Will you transcribe the entries that follow, exactly and in full?

(Stored data)
------------------------------------------------

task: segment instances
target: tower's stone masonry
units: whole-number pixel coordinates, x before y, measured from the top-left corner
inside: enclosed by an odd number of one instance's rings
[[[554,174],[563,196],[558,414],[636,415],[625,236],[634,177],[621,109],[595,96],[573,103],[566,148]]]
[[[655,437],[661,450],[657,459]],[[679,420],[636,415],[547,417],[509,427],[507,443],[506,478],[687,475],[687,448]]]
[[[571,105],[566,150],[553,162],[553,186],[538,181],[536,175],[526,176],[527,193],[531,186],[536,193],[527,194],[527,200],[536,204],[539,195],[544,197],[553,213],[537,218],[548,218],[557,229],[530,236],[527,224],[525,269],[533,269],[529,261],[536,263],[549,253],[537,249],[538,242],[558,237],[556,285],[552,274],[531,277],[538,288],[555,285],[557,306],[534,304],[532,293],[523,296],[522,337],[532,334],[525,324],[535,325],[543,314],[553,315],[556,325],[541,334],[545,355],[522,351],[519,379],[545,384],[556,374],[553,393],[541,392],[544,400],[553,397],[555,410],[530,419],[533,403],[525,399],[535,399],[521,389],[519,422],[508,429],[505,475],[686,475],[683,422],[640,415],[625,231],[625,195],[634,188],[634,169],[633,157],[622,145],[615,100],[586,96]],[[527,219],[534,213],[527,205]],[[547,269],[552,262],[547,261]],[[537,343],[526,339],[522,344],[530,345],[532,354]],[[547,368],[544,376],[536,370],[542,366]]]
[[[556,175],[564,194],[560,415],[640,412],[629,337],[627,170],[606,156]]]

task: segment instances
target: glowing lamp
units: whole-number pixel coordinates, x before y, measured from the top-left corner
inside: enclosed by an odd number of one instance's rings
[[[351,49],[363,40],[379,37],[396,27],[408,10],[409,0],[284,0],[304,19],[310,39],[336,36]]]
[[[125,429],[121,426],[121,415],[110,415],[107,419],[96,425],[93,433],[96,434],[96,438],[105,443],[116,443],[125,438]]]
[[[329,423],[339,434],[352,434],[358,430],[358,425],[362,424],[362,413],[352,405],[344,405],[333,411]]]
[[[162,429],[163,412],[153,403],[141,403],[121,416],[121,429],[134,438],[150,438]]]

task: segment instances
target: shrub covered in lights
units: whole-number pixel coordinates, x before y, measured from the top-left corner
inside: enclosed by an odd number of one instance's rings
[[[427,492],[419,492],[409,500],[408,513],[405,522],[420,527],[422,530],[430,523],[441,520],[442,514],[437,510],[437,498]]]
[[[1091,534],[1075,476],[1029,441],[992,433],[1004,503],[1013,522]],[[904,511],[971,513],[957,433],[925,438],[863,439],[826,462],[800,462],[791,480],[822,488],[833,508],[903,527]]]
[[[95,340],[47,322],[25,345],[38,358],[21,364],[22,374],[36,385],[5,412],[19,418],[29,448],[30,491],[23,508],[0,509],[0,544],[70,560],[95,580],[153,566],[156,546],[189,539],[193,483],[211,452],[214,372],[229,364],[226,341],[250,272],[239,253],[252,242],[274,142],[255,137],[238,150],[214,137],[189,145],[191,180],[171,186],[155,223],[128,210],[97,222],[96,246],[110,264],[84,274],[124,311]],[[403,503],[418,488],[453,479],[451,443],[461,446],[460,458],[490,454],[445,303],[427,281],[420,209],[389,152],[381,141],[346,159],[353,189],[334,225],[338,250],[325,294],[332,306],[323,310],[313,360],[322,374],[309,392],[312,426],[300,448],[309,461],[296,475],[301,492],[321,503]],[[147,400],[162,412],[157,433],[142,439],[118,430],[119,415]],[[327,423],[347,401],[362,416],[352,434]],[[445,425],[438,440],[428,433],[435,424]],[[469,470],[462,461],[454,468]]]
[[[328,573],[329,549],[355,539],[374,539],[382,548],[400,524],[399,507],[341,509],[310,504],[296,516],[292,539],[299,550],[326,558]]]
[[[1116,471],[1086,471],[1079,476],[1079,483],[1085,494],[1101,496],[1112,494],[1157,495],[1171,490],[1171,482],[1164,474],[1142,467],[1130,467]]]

------------------------------------------------

[Solution below]
task: segment instances
target: tower's stone masonry
units: whole-number pixel coordinates, x before y, measured from the top-left corner
inside: enclosed by an odd number of one instance's rings
[[[554,174],[563,196],[558,414],[636,415],[625,236],[634,177],[621,109],[595,96],[573,103],[566,148]]]
[[[655,437],[661,450],[657,459]],[[679,420],[636,415],[547,417],[509,427],[507,443],[506,478],[687,475],[687,448]]]
[[[571,105],[566,150],[553,162],[553,186],[538,181],[536,175],[526,176],[527,193],[531,186],[536,193],[527,194],[527,200],[536,204],[539,195],[544,197],[553,213],[537,218],[548,218],[557,229],[530,236],[527,224],[525,269],[533,269],[529,261],[536,263],[549,253],[537,249],[538,242],[558,237],[556,285],[552,274],[531,277],[538,288],[555,285],[557,306],[534,304],[532,293],[523,296],[522,337],[532,334],[525,324],[535,325],[543,314],[553,315],[556,325],[541,334],[545,355],[522,351],[519,379],[545,384],[556,374],[553,393],[541,392],[544,400],[553,397],[555,410],[530,419],[533,403],[525,399],[535,399],[521,389],[519,422],[508,429],[505,475],[686,475],[683,422],[640,415],[625,231],[625,195],[634,188],[634,169],[633,157],[622,145],[615,100],[586,96]],[[527,219],[534,213],[527,205]],[[547,269],[552,262],[547,261]],[[537,343],[526,339],[522,344],[530,345],[532,354]],[[547,368],[544,376],[536,370],[542,366]]]
[[[556,175],[564,194],[560,415],[640,412],[629,337],[627,170],[606,156]]]

task: segment instances
target: glowing lamp
units: whole-number pixel coordinates, x before y, measured from the top-left corner
inside: enclosed by an odd number of one instance's rings
[[[351,49],[363,40],[379,37],[396,27],[408,10],[409,0],[284,0],[304,19],[310,39],[336,36]]]
[[[125,429],[121,426],[121,415],[110,415],[107,419],[96,425],[93,433],[96,434],[96,438],[105,443],[116,443],[125,438]]]
[[[329,423],[339,434],[352,434],[358,430],[358,425],[362,424],[362,413],[352,405],[344,405],[333,411]]]
[[[162,429],[163,412],[153,403],[141,403],[121,416],[121,429],[134,438],[150,438]]]

task: segment instances
target: shrub covered in lights
units: whole-number pixel coordinates, x before y, measured from the top-left corner
inside: enclosed by an odd number of one instance's rings
[[[427,492],[419,492],[409,500],[408,513],[405,522],[420,527],[422,530],[430,523],[441,520],[442,514],[437,510],[437,498]]]
[[[1091,534],[1075,476],[1029,441],[992,433],[1004,503],[1013,522]],[[904,511],[971,513],[957,433],[925,438],[863,439],[826,462],[800,462],[791,480],[822,488],[833,508],[903,527]]]
[[[95,340],[47,322],[25,345],[38,358],[21,364],[22,374],[36,385],[5,412],[19,418],[29,448],[30,491],[23,508],[0,509],[0,544],[70,560],[95,580],[153,566],[156,546],[189,539],[193,483],[211,452],[214,372],[229,364],[226,341],[250,272],[239,253],[252,242],[274,142],[255,137],[238,150],[214,137],[189,145],[191,180],[171,186],[155,223],[128,210],[97,222],[96,246],[110,264],[84,274],[124,311]],[[403,503],[418,488],[453,479],[451,443],[461,446],[460,458],[490,454],[445,303],[427,281],[420,209],[389,152],[381,141],[346,159],[353,189],[334,225],[338,250],[325,294],[332,306],[323,310],[313,360],[322,374],[309,392],[312,426],[300,448],[309,461],[296,475],[301,492],[321,503]],[[147,400],[162,412],[157,433],[142,439],[118,430],[119,415]],[[327,423],[347,401],[362,416],[352,434]],[[445,425],[438,440],[428,433],[435,424]],[[469,470],[462,461],[454,468]]]
[[[328,573],[329,549],[355,539],[374,539],[382,548],[400,524],[399,507],[341,509],[310,504],[296,516],[292,539],[299,550],[326,558]]]
[[[1116,471],[1086,471],[1079,476],[1079,483],[1085,494],[1101,496],[1112,494],[1157,495],[1171,490],[1171,482],[1164,474],[1142,467],[1130,467]]]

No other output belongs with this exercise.